#### TRECHO DO DOCUMENTO
....
Nesse sentido, vemos a importância da formação continuada. Para Hypolitto (2009), cabe ao Estado promover a formação dos professores, com a oferta de capacitação contínua e adequada, o que, no caso de estudo e compreensão das políticas educacionais, implicaria em possibilitar espaços e tempos para tal. Mas, nem sempre esta formação [permanente] parece ser efetivada, mesmo sendo anunciado pelas próprias políticas, como é o caso ProEMI, a necessidade de contemplar, entre os princípios para a reestruturação curricular, a formação docente e o tempo efetivo para o planejamento de práticas pedagógicas, individuais e coletivas (MEC, 2011).
Em função disso tudo, sem espaço para ações necessárias de (in)formação e discussão, parece que a alternativa encontrada foi a formação em cascata, na qual alguns multiplicadores (os diretores de escola, por exemplo) têm formação e depois socializam com seus colegas. A professora PE1A indica isso, ao afirmar que conheceu o documento do ProEMI em “[...] leitura individual por ter sido indicada para a função de professora articuladora4 do referido programa na escola” (PROFESSORA ESCOLA 1A, 2018).
Em seu relato, PE1A diz que sua experiência profissional foi levada em consideração para ser “multiplicadora” do estudo e interpretação do ProEMI, ficando responsável em explicar o que foi estudado e discutido, sem haver, necessariamente, um planejamento de formação para os professores da escola, que apenas receberiam a compreensão/interpretação da professora articuladora sobre a política. Para Ball (1994), essa pode ser uma das complexidades da chegada de políticas ao contexto da prática, sob a imposição de um contexto macro que pouco dialoga com os professores.
De acordo com Laval (2004, p.257), esse tipo de relação das políticas educacionais com os professores, remete ao que ele denomina como “novo gerenciamento educativo”, o qual busca em alguns professores uma espécie de liderança que seja capaz de dirigir uma equipe, simulando assim uma empresa em termos de cobrança sobre resultados positivos.
Nesta direção, Ball, Maguire e Braun (2016) apontam que complexidades/particularidades existentes em cada escola podem estar relacionadas à percepção dos profissionais, que poderão se sentir, ou não, participantes de uma dada política em jogo.
....
#### DADOS EXTRAÍDOS

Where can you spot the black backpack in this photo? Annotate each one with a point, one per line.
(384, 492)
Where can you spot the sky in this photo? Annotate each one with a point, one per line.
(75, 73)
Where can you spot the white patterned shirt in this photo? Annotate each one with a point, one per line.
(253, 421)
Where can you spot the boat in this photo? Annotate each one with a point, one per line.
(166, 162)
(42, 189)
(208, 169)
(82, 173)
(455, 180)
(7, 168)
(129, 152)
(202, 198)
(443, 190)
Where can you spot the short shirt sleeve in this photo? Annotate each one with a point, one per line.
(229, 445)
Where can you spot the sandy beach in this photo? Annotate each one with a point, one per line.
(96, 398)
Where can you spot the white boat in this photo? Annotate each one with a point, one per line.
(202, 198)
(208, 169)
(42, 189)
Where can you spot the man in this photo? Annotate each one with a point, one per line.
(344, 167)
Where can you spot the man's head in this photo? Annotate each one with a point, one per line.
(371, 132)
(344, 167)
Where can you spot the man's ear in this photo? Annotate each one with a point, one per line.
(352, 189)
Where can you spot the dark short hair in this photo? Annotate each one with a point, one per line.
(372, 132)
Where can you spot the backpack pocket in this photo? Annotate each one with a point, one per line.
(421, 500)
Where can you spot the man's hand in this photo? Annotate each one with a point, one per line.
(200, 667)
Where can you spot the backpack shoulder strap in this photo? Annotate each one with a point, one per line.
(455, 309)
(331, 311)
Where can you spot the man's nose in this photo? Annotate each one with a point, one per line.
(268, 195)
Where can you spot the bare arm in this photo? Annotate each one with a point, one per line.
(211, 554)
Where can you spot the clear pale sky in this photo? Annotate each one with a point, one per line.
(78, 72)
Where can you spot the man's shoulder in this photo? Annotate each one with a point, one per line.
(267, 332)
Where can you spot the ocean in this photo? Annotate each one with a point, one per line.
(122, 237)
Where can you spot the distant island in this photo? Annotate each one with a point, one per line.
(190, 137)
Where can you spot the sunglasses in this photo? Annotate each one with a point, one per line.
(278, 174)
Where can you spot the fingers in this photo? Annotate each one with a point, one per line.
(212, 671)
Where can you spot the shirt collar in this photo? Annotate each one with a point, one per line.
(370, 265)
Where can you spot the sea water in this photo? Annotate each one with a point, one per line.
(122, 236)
....
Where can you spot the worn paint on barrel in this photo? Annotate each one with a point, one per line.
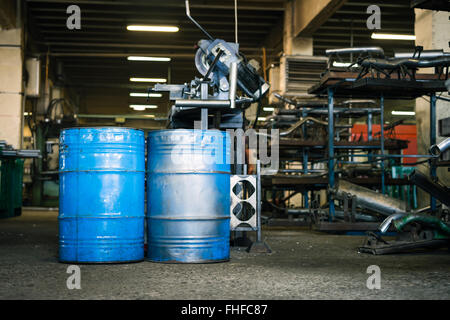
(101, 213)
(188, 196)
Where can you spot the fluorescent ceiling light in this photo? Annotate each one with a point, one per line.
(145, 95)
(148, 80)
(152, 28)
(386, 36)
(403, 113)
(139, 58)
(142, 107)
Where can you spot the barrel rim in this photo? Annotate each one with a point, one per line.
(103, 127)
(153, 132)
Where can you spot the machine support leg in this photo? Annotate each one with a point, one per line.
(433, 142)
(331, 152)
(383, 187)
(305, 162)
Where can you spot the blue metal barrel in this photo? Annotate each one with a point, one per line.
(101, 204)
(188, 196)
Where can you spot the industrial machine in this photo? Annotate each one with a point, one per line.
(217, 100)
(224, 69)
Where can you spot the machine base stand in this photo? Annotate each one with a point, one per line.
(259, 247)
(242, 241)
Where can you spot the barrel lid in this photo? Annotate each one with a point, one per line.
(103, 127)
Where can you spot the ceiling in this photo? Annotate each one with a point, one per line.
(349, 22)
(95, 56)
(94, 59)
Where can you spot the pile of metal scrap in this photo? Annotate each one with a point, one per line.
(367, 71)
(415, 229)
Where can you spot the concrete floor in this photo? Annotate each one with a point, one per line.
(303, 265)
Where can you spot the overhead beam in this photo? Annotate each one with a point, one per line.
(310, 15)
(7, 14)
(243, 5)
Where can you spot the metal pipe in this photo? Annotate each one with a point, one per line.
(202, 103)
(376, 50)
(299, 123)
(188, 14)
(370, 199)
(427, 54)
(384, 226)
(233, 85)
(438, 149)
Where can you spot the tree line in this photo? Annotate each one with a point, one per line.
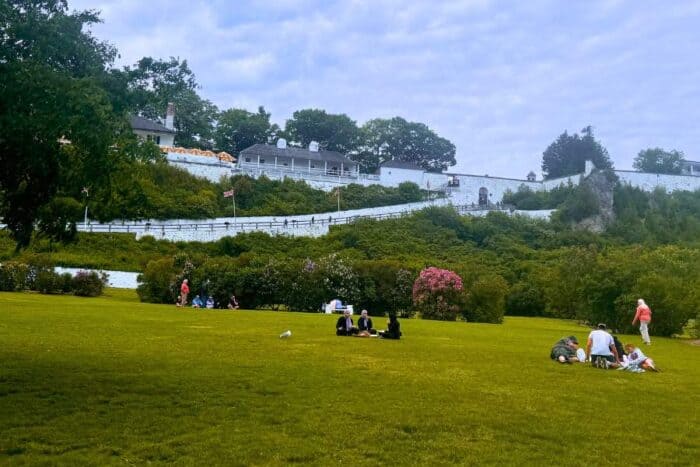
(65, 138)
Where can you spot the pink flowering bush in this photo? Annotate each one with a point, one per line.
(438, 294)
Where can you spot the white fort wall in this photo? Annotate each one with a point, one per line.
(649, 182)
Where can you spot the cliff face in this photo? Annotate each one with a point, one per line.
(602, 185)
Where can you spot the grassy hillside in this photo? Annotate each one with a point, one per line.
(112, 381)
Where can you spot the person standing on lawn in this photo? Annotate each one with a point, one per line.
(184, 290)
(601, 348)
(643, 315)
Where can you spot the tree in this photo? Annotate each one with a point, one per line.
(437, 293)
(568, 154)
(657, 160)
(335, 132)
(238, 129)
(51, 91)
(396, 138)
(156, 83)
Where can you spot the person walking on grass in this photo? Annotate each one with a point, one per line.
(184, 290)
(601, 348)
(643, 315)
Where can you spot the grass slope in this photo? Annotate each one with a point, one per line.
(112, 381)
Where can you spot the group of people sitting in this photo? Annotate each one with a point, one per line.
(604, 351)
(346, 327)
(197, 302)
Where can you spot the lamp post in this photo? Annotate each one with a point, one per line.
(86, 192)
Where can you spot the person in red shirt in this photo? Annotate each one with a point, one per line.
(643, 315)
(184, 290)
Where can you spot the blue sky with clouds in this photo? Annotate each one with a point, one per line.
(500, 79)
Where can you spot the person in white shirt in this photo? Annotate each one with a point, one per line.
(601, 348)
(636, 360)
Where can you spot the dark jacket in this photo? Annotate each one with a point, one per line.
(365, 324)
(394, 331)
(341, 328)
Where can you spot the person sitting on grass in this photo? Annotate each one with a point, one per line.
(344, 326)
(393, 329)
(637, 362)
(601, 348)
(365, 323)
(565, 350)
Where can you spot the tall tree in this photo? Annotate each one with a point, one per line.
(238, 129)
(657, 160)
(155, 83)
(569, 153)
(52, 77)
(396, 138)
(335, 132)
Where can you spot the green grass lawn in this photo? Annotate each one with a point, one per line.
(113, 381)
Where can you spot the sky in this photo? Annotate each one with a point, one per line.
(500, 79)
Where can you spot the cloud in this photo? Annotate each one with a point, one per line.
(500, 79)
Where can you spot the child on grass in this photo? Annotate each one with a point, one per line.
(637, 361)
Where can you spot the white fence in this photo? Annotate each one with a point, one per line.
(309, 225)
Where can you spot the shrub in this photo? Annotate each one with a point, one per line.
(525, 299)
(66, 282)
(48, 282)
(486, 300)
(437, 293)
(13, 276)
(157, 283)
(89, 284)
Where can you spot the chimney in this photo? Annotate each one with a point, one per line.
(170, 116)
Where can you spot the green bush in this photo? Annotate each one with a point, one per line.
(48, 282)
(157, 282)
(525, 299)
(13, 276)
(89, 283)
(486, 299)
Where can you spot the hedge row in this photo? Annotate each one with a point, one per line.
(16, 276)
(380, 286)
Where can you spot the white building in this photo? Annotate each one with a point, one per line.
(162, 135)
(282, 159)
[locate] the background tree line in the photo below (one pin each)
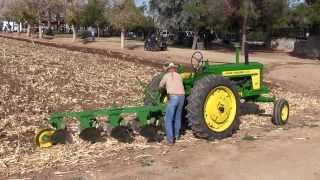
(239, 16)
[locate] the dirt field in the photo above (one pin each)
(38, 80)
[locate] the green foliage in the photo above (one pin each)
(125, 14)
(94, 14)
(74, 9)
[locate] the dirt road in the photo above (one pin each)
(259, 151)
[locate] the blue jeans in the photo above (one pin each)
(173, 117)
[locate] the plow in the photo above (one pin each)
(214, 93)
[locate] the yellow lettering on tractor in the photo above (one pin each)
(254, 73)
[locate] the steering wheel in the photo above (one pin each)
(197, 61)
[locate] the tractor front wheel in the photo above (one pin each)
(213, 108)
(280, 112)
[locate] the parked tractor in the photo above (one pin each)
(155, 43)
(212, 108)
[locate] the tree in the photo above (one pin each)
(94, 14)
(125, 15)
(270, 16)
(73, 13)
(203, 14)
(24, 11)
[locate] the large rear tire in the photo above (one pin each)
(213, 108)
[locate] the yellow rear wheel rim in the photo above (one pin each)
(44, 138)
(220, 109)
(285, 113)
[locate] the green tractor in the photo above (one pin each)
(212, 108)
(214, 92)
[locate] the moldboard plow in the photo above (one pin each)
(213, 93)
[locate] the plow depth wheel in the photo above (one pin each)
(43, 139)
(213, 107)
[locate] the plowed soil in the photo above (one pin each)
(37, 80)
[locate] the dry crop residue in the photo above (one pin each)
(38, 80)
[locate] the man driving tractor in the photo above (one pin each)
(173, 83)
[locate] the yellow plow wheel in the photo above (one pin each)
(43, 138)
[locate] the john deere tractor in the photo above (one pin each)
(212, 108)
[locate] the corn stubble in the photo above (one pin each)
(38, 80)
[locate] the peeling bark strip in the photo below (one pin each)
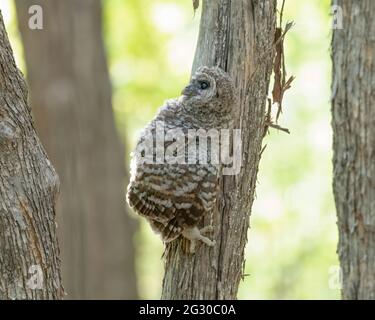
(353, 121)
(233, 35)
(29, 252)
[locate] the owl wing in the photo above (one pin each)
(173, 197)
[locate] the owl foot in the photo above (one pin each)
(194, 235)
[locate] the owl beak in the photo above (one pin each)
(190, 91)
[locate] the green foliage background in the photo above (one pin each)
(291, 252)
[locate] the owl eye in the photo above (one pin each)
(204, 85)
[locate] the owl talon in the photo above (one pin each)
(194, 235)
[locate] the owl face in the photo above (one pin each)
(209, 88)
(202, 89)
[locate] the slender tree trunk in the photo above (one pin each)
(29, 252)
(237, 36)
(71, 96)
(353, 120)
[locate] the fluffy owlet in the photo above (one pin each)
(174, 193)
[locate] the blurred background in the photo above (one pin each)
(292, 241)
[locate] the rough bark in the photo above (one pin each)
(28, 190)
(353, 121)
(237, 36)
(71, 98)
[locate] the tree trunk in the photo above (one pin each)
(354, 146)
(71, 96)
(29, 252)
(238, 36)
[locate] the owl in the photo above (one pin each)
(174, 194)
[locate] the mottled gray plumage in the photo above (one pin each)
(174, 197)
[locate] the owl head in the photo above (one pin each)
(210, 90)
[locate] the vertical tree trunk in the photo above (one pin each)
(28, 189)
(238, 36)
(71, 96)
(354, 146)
....
Reproduza, do texto sobre a formação docente e o ProEMI, a passagem que começa nas palavras "Em seu relato, PE1A" e termina logo após "com os professores.".

Em seu relato, PE1A diz que sua experiência profissional foi levada em consideração para ser “multiplicadora” do estudo e interpretação do ProEMI, ficando responsável em explicar o que foi estudado e discutido, sem haver, necessariamente, um planejamento de formação para os professores da escola, que apenas receberiam a compreensão/interpretação da professora articuladora sobre a política. Para Ball (1994), essa pode ser uma das complexidades da chegada de políticas ao contexto da prática, sob a imposição de um contexto macro que pouco dialoga com os professores.